▶ _Task statement_
Scale the records below by copying every line from the one containing "Target: plant stem" through the end of the records, requests included. Multiply each answer coordinate by 2.5 and round it to a whole number, rounding halves up.

+ + +

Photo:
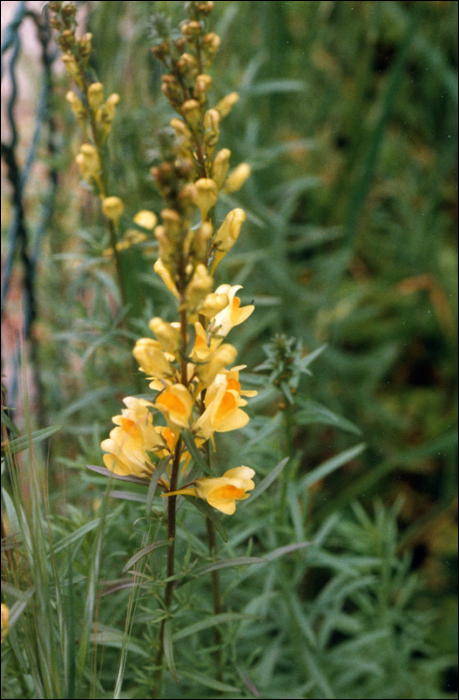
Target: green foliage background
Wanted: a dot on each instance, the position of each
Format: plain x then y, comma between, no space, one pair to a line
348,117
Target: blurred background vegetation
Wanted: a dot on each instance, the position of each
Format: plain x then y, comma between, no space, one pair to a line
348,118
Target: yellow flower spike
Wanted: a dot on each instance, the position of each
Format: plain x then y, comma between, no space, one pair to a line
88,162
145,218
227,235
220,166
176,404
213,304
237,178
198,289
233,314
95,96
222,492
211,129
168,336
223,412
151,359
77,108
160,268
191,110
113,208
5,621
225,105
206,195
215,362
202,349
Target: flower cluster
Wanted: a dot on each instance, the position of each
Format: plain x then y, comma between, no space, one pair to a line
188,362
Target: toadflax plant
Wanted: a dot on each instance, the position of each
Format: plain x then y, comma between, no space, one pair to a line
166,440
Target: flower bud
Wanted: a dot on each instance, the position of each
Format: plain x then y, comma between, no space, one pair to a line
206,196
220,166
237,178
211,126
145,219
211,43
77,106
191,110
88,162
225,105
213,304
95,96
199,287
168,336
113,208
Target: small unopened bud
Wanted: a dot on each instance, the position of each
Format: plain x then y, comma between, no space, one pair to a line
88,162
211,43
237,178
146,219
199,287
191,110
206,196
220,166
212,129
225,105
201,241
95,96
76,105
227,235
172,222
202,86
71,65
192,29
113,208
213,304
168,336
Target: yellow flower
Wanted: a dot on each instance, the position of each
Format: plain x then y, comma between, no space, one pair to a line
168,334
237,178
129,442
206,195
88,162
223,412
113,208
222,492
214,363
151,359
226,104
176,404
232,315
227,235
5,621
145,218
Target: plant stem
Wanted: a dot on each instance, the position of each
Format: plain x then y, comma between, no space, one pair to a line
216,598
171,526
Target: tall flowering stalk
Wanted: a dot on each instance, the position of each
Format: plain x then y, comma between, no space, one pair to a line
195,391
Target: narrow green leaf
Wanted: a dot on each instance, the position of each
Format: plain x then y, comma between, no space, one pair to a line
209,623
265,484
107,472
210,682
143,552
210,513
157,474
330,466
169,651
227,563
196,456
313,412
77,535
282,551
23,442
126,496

+ + +

▶ _Solution for this exercise_
Target: plant stem
Wanted: a dot on each instance, the position of each
Format: plain x then y, comma between, no space, one pair to a line
540,1495
428,1315
Target: tall flowering stalk
Wanted: a dot on each instance, the position of each
Format: plain x then y, comma between, no space, one pair to a line
488,978
Target: narrow green leaf
Wanted: a dot on each instance, the position of each
Format: plain x then y, comma between, no space, one pair to a line
523,1558
663,1210
268,1180
525,1705
358,1380
525,1283
393,1185
825,1165
423,1628
568,1408
490,1140
783,1030
193,1338
705,1378
58,1105
315,1240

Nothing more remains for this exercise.